EXCERTO SELECIONADO
* * * * *

ESCALA VERBAL PEDIÁTRICA

Palavras apropriadas, ou sorriso social, fixa ou segura objectos

RESPOSTA VERBALESCALA
5
Chora, mas é consolável4
Persistentemente irritável3
Inquieta agitada2
Nenhuma1

Lesão da Coluna

É rara. Apenas 5% destas lesões ocorrem na faixa pediátrica. Para as crianças com menos de 10 anos, a principal causa é a colisão de veículos automóveis; para as crianças entre os 10 e os 14 anos as colisões e os acidentes em actividades desportivas tem a mesma frequência.

Trauma das Extremidades

A preocupação maior é com o risco de lesão do núcleo de crescimento. Na criança pequena, o diagnóstico radiológico de fracturas e luxações é difícil devido à falta de mineralização em redor da epífise, e à presença dos núcleos de crescimento. As informações sobre a magnitude, o mecanismo e o tempo do trauma facilitam uma correlação mais adequada entre o exame físico e o radiológico. A hemorragia associada com a fractura da pélvis e a fractura dos ossos longos é proporcionalmente maior na criança do que no adulto.

Fracturas da cartilagem do crescimento:

lesões desta área (núcleos de crescimento) ou nas suas proximidades, antes do encerramento da linha de crescimento podem, potencialmente, diminuir o crescimento ou alterar o desenvolvimento normal.

Fracturas específicas do esqueleto imaturo: a imaturidade e a flexibilidade dos ossos das crianças podem levar à chamada fractura em “ramo verde”. Essas fracturas são incompletas e a angulação é mantida pela camada cortical da superfície côncava. Fracturas supracondilianas ao nível do cotovelo ou do joelho têm uma alta incidência de leões vasculares, bem como lesões do núcleo de crescimento.

CRIANÇA AGREDIDA E VÍTIMA DE ABUSO

O Síndrome da criança agredida refere-se a qualquer criança que apresenta uma lesão, (não acidental), como resultado de acções efectuadas pelos pais, tutores ou conhecidos. A obtenção adequada da história clínica, seguida da avaliação cuidadosa da criança são muito importantes para prevenir a eventual morte, principalmente nas crianças com menos de um ano de vida. A equipa médica deve suspeitar de abuso se:

  • Existe discrepância entre a história e a gravidade das lesões.

  • Existe um longo intervalo entre o momento da agressão e a procura da assistência médica.

* * * * *

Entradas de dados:
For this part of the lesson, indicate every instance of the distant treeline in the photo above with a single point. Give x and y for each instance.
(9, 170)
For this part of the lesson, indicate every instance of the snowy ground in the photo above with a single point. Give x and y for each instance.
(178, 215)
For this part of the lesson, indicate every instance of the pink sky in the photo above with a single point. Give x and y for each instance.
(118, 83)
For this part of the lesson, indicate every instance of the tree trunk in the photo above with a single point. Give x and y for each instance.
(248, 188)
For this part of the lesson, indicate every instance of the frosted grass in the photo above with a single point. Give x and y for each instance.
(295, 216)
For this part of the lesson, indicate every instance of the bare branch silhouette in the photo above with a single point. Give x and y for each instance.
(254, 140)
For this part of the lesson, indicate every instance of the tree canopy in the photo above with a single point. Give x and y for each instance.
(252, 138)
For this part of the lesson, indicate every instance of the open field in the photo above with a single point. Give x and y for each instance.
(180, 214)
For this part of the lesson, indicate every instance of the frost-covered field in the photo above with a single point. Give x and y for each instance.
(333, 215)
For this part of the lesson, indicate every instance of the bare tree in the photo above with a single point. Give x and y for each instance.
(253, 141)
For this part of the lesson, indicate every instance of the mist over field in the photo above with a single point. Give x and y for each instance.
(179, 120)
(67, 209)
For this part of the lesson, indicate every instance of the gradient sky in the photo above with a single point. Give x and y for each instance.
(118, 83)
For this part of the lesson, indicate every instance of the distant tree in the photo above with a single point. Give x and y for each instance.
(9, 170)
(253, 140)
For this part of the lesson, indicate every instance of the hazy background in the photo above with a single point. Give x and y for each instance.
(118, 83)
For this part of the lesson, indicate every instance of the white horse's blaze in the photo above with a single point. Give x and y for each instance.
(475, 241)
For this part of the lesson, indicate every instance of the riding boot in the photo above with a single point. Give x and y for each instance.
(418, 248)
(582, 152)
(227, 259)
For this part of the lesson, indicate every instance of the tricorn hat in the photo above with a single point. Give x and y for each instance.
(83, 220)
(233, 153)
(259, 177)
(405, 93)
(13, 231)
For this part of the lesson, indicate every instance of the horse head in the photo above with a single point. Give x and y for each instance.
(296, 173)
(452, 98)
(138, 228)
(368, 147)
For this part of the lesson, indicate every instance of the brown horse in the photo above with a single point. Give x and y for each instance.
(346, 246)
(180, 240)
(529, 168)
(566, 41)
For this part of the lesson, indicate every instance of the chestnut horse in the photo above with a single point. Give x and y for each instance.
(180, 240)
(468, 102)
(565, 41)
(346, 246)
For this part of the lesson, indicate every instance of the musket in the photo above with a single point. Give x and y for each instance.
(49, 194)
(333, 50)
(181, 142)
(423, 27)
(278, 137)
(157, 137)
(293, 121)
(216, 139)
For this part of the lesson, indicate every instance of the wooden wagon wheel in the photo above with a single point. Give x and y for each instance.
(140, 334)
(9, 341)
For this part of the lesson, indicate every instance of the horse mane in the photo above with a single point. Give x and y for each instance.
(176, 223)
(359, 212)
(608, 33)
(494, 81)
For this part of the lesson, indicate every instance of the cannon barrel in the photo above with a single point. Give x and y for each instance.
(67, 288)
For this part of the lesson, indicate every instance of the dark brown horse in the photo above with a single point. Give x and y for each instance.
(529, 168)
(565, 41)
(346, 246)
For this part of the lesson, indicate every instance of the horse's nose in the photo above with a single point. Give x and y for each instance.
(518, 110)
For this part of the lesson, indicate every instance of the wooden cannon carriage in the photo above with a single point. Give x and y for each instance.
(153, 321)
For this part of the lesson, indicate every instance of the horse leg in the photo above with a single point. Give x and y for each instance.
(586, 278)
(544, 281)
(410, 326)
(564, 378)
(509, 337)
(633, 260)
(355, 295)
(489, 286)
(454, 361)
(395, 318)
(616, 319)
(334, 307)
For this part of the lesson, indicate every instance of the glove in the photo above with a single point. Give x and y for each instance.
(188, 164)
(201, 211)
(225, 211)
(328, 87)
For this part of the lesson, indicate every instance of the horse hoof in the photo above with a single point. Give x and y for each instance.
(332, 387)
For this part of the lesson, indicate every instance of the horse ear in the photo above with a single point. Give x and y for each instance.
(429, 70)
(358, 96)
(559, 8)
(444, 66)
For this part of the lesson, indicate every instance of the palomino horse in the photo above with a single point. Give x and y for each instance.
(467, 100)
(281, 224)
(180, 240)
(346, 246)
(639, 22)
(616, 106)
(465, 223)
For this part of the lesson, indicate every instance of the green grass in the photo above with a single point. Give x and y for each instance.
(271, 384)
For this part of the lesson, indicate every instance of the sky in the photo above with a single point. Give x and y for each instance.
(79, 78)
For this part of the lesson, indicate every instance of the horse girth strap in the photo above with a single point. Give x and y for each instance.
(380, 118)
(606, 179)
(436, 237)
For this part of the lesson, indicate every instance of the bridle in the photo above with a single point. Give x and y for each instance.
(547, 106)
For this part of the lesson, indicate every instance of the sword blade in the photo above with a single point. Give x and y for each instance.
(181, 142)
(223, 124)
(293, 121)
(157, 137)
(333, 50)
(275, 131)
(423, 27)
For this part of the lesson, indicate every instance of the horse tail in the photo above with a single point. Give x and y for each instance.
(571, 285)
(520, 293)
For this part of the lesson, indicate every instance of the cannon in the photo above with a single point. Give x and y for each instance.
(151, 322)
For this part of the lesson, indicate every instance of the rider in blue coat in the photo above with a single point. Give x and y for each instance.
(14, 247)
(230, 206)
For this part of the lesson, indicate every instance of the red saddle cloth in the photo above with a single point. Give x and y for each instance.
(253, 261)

* * * * *

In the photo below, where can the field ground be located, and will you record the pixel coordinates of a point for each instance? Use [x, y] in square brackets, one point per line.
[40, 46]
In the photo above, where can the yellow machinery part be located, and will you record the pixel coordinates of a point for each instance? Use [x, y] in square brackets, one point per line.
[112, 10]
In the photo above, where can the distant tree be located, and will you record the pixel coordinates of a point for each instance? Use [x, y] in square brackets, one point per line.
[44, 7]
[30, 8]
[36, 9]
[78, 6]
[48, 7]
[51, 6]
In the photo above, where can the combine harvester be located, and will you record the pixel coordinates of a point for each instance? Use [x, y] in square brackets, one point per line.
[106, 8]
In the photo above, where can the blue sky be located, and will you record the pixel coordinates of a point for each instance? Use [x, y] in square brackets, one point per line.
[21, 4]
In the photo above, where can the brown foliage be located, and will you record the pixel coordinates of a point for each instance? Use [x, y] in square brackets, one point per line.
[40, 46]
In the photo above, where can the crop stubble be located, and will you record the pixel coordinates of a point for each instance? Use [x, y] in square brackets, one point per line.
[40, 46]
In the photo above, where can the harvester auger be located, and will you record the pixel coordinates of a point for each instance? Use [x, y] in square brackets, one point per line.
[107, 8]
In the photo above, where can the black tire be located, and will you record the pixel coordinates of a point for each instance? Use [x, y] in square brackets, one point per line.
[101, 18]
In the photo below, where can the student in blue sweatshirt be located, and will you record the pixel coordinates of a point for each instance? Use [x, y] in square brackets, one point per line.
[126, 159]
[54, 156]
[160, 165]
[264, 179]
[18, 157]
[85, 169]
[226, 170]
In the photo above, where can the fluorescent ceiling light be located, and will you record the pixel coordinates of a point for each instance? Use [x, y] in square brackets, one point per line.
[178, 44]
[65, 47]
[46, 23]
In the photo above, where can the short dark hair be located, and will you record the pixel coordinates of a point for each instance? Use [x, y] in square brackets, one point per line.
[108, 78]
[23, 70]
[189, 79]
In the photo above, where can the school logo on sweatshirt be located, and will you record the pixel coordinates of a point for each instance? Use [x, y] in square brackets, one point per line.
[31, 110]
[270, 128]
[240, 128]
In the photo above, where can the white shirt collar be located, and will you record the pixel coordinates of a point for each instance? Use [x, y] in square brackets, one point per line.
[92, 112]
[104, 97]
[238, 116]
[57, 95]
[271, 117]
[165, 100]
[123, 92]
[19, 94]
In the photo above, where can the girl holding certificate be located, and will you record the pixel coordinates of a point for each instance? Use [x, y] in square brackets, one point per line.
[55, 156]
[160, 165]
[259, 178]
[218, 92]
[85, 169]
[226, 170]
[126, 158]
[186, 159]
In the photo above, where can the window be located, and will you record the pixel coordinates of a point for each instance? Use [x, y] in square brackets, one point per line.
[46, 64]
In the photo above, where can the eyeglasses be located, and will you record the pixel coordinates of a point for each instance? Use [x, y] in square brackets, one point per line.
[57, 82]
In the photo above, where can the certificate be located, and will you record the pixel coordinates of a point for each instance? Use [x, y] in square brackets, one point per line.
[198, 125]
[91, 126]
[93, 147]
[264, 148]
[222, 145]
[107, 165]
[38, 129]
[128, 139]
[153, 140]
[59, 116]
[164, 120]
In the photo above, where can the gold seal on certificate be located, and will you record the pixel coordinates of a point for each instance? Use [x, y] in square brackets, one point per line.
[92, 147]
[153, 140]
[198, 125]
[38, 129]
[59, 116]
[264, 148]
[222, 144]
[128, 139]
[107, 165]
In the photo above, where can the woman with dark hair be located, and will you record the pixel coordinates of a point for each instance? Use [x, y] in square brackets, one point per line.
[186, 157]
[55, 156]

* * * * *

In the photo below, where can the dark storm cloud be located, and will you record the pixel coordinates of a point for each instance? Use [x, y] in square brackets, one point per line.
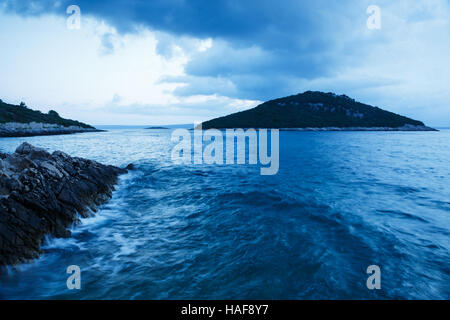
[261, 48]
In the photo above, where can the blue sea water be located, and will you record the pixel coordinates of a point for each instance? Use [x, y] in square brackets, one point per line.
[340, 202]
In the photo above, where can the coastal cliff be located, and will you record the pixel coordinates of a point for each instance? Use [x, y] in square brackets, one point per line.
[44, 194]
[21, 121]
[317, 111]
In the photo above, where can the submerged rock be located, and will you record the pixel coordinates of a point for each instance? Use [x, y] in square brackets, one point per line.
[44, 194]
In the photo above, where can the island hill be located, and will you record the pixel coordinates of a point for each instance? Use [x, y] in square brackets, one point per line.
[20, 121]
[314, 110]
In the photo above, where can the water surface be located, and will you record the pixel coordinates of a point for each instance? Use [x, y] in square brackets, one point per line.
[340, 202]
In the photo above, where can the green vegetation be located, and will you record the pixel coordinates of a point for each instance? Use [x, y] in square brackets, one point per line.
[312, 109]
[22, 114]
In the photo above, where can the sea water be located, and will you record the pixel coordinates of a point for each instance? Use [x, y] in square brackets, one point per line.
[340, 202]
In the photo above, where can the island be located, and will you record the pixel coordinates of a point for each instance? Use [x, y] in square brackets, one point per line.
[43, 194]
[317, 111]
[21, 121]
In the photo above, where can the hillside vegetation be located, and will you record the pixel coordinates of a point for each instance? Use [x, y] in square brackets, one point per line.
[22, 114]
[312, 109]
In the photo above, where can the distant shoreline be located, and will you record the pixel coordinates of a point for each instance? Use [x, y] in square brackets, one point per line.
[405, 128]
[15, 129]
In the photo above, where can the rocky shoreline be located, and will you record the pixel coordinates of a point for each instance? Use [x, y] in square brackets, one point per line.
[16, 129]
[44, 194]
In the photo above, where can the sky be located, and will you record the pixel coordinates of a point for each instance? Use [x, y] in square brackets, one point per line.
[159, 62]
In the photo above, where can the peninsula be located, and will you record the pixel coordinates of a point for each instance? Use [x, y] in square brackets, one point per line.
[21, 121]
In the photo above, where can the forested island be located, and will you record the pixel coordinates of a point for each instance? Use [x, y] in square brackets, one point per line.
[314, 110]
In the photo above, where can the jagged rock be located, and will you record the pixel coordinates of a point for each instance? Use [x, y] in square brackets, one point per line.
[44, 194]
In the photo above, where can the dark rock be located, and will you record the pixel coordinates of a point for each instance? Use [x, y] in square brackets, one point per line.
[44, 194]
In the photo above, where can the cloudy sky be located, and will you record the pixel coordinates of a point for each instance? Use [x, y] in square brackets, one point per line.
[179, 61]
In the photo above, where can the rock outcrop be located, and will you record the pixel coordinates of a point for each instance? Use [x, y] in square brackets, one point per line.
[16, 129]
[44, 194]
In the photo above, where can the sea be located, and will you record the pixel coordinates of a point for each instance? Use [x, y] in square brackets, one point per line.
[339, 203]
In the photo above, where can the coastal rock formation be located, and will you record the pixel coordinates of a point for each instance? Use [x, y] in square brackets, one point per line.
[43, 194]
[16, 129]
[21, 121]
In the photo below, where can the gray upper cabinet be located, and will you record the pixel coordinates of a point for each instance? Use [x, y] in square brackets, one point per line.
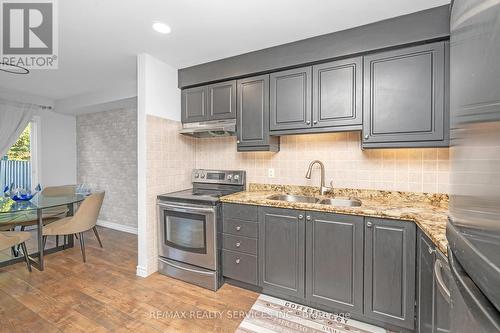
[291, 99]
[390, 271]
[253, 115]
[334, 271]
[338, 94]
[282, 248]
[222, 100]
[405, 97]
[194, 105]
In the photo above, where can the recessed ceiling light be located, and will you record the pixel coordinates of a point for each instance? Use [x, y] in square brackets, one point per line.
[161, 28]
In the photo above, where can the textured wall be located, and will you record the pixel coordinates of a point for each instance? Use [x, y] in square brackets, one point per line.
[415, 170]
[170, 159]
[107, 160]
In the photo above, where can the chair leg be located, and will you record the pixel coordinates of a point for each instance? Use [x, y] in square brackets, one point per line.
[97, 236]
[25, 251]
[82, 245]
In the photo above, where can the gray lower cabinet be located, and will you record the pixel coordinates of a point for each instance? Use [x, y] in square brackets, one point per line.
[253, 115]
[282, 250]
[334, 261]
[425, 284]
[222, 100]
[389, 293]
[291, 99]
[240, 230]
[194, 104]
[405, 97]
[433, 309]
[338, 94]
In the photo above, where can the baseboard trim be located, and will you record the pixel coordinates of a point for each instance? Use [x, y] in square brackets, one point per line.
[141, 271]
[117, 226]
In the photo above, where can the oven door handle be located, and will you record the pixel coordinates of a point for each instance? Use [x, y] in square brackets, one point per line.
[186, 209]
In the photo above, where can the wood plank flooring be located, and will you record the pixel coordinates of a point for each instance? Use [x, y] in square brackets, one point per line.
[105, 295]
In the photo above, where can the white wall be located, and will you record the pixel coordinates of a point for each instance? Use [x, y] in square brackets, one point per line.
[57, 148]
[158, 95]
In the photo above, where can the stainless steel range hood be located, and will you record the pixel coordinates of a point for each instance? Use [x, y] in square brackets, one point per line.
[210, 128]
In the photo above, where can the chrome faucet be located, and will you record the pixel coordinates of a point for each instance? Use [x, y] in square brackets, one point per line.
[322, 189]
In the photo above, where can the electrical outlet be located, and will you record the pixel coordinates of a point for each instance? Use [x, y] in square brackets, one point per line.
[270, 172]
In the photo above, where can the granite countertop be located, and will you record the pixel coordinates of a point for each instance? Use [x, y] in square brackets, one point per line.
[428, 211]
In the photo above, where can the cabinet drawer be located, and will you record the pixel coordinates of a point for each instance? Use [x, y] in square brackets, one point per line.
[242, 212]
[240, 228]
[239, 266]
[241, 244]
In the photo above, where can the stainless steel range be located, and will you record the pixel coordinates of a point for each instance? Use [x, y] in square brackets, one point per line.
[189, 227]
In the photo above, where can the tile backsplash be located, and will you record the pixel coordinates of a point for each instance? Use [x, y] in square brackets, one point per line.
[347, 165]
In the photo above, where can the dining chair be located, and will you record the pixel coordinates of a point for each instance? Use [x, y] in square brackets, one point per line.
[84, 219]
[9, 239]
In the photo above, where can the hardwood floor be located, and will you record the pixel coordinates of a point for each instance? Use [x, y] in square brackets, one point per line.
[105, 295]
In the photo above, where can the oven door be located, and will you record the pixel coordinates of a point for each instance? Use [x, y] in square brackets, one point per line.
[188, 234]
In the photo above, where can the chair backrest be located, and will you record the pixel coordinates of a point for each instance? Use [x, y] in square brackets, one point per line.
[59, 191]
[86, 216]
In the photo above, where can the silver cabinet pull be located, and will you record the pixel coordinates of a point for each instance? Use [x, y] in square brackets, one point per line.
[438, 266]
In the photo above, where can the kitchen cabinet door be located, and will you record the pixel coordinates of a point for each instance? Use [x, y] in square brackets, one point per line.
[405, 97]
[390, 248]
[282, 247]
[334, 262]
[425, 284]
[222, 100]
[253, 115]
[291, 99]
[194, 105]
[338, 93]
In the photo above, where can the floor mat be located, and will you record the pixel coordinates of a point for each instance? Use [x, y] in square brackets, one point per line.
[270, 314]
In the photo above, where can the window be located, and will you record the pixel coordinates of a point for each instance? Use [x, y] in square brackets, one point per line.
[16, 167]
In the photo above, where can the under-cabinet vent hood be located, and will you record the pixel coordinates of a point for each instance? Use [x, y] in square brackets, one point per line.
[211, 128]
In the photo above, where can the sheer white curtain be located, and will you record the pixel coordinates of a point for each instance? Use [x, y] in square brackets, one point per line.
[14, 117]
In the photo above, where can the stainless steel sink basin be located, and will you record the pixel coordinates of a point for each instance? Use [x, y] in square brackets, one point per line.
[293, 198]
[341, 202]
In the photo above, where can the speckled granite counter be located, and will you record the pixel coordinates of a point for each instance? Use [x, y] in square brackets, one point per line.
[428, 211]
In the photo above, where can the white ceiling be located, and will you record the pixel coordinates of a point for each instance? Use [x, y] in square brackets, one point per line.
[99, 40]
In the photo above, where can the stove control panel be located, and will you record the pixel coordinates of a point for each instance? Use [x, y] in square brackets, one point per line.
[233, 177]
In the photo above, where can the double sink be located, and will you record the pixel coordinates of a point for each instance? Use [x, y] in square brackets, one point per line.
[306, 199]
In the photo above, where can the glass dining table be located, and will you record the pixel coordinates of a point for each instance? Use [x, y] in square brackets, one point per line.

* * * * *

ATIVIDADE
Copie de novo o trecho do texto sobre trauma pediátrico que começa em "A preocupação maior" e vai até "que no adulto.", trocando "hemorragia" por "perda de sangue".

RESPOSTA
A preocupação maior é com o risco de lesão do núcleo de crescimento. Na criança pequena, o diagnóstico radiológico de fracturas e luxações é difícil devido à falta de mineralização em redor da epífise, e à presença dos núcleos de crescimento. As informações sobre a magnitude, o mecanismo e o tempo do trauma facilitam uma correlação mais adequada entre o exame físico e o radiológico. A perda de sangue associada com a fractura da pélvis e a fractura dos ossos longos é proporcionalmente maior na criança do que no adulto.